**QUOTED TEXT**
Opportunities of fish cage farming in Lake Victoria

The opportunities highlighted by the respondents were dwindling wild capture (41%), growing markets and changing lifestyle (29%), government initiatives such as the Big Four Agenda (19%) and Blue Economy initiative (11%)  (Figure 3).


 DISCUSSION

Socio-economic characteristics of both adopters and non-adopters

Fish cage farming around Lake Victoria is a male dominated enterprise operated by a relatively young age group (38.24 years) as compared to the overall national mean age (60 years) of fish farmers (Obiero et al., 2019). This is also in agreement with the findings of Njiru et al. (2019) on the engagement of middle-aged male farmers in cage farming in the lake. This could be explained by the fact that fishing is one of the major economic activities within the region and hence one of the major sources of employment for this young group. Contrastingly, there was high engagement (adopters 82.81%; non-adopters 79.41%) of the respondents in other non-fish activities, an indication of diversification of sources of income. This diversification might mean that the respondents would dedicate their time and other resources in activities that bring stable incomes than fish cage farming. It was further speculated that young people along the lake being used to fishing, view it as a menial job thus would rather seek white collar jobs.

Mean household size for both adopters (5.92) and non-adopters (6.35) was higher than the overall national mean household size of 3.9 persons (KNBS, 2019) though they were not statistically significant. Larger households are always associated with sources of cheap labor especially for agricultural related enterprises in Africa thus encouraging higher rates of adoption of a new technology.

Education level presented a heterogeneous result with non-adopters tending to possess only primary (73.53%) and secondary (26.47%) level of education unlike adopters that was comparable across education levels (Table 1). Education enables farmers to acquire and synthesize information and as such well-educated farmers would be expected to adopt a new technology as they are more informed while at the same time it can be factor against adoption since this elitist group would prefer white collar jobs as opposed to fish cage farming. Education increases the ability of farmers to obtain, process, and use relevant information leading to greater use of new technologies. This might explain the comparable adoption by the elitist group (23.44%) who possessed post- secondary level of education. Notably, 1.56% of the adopters who had no education were experienced fishers now turning to cage farming due to dwindling wild capture.

This category of people has extensive experience knowledge on fishing operations irrespective of their educational background. However, there has been no consensus among researchers on influence of education on technology adoption (Obiero et al., 2019).

The mean market distance where adopters sold their fish was 0.94Km reflecting ease of market access. This scenario lends credence to why the respondents opted to adopt the fish cage technology. On the other hand, mean distance of market outlets for non-adopters was 32.89Km which might be a deterring factor to adoption. It is, therefore, apparent that market proximity may be a motivating factor to engage in fish cage farming.

**SHORT PROBLEM**
From the text on fish cage farming in Lake Victoria, list each opportunity the respondents highlighted, along with its percentage. The data comes from a separate source and has no connection to the text on fish cage farming.

**MATERIAL PROVIDED**

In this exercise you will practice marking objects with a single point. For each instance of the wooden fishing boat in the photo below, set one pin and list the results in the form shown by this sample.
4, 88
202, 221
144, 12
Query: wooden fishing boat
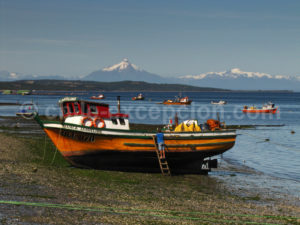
139, 97
221, 102
101, 96
178, 101
267, 108
90, 136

**RESPONSE TO THE EXERCISE**
- Dwindling wild capture (41%)
- Growing markets and changing lifestyle (29%)
- Government initiatives such as the Big Four Agenda (19%)
- Blue Economy initiative (11%)